University Presses and Ebooks: A New Horizon
by Sue Polanka, Wright State University
[As online increasingly transitions to e-everything, I’m particularly pleased to welcome a new columnist to ONLINE who will cover the broad topic of ebooks. Sue Polanka is exceedingly well-qualified to write this column. She is head of reference and instruction at Wright State University Libraries and blogs at No Shelf Required. I asked her to begin her first column with a brief mission statement. —Ed.]
What’s the buzz about? EBook Buzz, ONLINE’s newest column, will discuss and debate the advances of ebooks in libraries and scholarly publishing. EBook Buzz will explore varied topics from a practical perspective, whether celebrating successes, exploring opportunities, or sorting through the challenges of ebook adoption. This inaugural column will explore the transformation to ebooks by university presses.
Academic library monograph budgets tell a bleak story. Discretionary funds and approval plans have slowly decreased, favoring instead subscription products and big deal journal collections. It’s both alarming for librarians to watch and impossible for publishers to ignore. University presses, owners of the academic monograph, are feeling increasingly unsettled in this changing budget landscape. They want to transition to a mixed-model—digital and print—system of content delivery, but they must first overcome a number of challenges.
Oxford University Press (OUP) was the first university press to launch an online monograph platform in the fall of 2003. Concurrently, it attempted to aggregate university press content online via a service called Project TORCH (The Online Resource Center in the Humanities). Niko Pfund, president of OUP, told me that “TORCH envisioned a collaborative digital platform for smaller presses with the same academic mission as OUP.” However, TORCH ultimately succumbed to the challenges of having publishers commit to an as-yet-nonexistent service. The launch of Google Scholar further undermined the project, and smaller presses feared losing their identity in a consortial environment.
Fast-forward to 2011. How things have changed. No fewer than four different nonprofit entities—Project MUSE, JSTOR, Cambridge University Press, and the Oxford-sponsored University Press Scholarship Online—now offer online distribution options to university presses. Pfund said in response to this explosion of interest, “University presses realized they needed to get digital, and get digital fast.” Pfund continued, “The current environment suggests that university presses may be stronger and healthier working together” when it comes to online dissemination.
Why ebook Consortia?
Several factors led to the establishment of consortia for digital content distribution. First, ebooks are now widely accepted in the academic marketplace. Academic libraries want ebooks and accept the new and varied business models for acquiring them. The university press monograph is a natural fit. But with the exception of a few large presses, many don’t have digital content available, although they may sell a few individual ebooks via e-readers, such as the Kindle and NOOK. Additionally, the rise of Google’s many books initiatives and the proliferation of reading devices helped presses recognize that online content delivery is a necessary and worthwhile investment. University presses are realizing that the entire publishing environment is heading down this digital path, and those who remain focused on print will be left behind in eroding revenue streams.

Exercise task a :: Which lines of the rows contain the string "hockey"? Return each of those lines in full.
The text and the rows were taken from unrelated sources.

Provided entries ::

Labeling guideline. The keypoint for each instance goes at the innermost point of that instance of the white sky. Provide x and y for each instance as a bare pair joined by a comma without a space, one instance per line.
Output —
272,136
--
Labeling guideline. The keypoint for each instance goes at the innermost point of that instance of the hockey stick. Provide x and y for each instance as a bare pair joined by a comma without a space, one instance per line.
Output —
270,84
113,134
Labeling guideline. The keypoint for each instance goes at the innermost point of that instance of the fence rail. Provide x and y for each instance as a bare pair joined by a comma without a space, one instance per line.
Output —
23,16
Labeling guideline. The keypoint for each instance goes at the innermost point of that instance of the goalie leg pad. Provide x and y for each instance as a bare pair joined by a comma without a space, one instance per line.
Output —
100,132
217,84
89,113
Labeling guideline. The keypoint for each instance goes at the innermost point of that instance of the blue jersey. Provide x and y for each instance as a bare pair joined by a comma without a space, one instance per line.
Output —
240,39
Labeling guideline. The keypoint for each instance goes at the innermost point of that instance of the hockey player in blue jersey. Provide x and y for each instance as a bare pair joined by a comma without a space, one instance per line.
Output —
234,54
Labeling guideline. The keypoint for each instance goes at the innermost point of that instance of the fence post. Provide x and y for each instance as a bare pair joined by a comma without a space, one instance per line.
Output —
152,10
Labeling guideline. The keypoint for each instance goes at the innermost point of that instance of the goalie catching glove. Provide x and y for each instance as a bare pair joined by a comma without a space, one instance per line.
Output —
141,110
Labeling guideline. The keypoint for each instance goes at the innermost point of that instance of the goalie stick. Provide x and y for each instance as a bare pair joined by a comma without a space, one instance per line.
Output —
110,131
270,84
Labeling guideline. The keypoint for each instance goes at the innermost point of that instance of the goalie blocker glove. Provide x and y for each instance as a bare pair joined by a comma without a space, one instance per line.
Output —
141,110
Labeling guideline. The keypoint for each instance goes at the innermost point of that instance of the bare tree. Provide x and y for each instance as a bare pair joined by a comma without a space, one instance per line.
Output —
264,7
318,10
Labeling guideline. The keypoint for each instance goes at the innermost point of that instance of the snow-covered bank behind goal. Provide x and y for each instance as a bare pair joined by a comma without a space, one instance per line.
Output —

Exercise task b ::
Answer these questions using the article on university presses and ebooks:
(i) In what season and year did Oxford University Press launch its online monograph platform?
(ii) How many nonprofit entities does the article say now offer online distribution options to university presses?
(iii) Where does Sue Polanka blog?

Worked answer a ::
Labeling guideline. The keypoint for each instance goes at the innermost point of that instance of the hockey stick. Provide x and y for each instance as a bare pair joined by a comma without a space, one instance per line.
Labeling guideline. The keypoint for each instance goes at the innermost point of that instance of the hockey player in blue jersey. Provide x and y for each instance as a bare pair joined by a comma without a space, one instance per line.

Worked answer b ::
(i) The fall of 2003
(ii) Four
(iii) No Shelf Required